→ Task: Give the stretch of entries from the line containing "Query: rustic wood surface" through the end of the entries as a numbered list, leaving out any blank lines.

[A run of records]
________________________________________

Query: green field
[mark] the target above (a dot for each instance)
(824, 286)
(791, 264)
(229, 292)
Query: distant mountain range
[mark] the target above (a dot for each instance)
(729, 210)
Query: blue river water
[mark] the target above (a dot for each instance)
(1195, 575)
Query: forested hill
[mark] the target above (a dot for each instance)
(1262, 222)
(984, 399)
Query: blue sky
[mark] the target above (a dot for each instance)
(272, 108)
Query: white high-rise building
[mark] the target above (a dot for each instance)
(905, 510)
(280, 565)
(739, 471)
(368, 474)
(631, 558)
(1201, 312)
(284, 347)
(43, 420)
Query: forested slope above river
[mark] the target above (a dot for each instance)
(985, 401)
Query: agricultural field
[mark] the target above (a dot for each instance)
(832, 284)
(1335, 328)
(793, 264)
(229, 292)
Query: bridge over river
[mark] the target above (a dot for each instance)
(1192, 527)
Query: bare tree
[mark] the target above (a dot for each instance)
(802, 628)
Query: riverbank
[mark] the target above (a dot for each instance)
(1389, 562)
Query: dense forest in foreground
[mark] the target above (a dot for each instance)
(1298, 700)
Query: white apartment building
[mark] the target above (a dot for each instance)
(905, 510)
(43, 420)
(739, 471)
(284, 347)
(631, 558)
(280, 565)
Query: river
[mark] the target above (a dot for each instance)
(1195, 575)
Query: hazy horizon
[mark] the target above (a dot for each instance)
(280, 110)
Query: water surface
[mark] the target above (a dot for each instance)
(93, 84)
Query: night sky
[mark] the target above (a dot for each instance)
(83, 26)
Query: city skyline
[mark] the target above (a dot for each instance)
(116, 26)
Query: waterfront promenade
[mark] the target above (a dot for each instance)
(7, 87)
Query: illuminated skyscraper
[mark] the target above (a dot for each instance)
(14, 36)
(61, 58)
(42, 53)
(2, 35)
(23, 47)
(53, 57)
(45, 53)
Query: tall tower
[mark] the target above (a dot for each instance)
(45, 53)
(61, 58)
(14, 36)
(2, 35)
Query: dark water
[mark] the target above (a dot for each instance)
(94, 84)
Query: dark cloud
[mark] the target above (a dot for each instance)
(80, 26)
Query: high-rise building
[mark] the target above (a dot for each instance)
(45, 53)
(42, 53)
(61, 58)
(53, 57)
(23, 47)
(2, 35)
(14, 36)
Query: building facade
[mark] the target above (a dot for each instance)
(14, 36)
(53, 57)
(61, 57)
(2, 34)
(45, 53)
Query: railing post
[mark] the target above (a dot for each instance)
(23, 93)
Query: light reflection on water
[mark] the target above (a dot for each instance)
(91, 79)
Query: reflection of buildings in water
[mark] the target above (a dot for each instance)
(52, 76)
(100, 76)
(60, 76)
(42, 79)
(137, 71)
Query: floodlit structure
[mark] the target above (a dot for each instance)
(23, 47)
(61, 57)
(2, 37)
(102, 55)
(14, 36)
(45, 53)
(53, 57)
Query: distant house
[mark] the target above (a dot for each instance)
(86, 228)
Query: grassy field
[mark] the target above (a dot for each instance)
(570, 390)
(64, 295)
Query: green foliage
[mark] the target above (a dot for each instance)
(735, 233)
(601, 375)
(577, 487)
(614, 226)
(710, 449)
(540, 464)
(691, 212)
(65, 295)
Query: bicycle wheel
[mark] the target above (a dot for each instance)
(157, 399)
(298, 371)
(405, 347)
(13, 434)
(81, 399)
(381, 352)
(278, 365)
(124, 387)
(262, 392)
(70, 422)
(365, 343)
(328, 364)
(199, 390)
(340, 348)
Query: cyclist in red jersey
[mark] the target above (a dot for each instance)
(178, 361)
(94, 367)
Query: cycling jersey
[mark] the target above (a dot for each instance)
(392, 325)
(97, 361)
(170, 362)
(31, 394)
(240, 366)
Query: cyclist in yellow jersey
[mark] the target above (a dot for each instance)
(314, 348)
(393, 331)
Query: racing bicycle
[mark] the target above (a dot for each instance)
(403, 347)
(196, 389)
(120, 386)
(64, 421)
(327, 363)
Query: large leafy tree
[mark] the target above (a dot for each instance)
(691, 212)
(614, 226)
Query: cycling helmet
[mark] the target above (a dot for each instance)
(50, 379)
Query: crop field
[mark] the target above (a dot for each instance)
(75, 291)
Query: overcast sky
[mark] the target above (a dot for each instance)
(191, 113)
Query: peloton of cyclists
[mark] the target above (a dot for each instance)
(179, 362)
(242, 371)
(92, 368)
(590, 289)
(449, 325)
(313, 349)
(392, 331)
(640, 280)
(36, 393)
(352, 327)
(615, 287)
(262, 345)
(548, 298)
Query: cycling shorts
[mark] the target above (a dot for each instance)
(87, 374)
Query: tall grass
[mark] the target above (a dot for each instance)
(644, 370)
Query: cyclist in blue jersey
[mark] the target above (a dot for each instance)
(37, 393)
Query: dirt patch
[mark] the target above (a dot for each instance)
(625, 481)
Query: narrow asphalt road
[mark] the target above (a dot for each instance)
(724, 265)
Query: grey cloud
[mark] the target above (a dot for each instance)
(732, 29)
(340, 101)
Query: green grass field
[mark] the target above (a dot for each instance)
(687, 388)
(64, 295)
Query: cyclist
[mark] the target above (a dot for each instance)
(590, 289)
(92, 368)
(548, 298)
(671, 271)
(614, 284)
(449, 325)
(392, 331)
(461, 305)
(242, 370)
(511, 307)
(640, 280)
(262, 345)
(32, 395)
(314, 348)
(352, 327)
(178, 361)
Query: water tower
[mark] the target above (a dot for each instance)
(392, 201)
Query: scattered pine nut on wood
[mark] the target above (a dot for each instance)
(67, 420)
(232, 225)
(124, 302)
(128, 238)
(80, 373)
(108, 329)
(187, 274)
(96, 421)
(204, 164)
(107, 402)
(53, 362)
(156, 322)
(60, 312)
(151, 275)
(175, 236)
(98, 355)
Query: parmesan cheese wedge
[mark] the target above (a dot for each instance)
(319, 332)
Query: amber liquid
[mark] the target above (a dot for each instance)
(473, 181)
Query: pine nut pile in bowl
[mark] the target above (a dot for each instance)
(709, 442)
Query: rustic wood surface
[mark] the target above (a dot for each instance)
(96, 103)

________________________________________

→ Completed task:
1. Query: rustic wood surface
2. [mark] the target above (a dot for each instance)
3. (96, 103)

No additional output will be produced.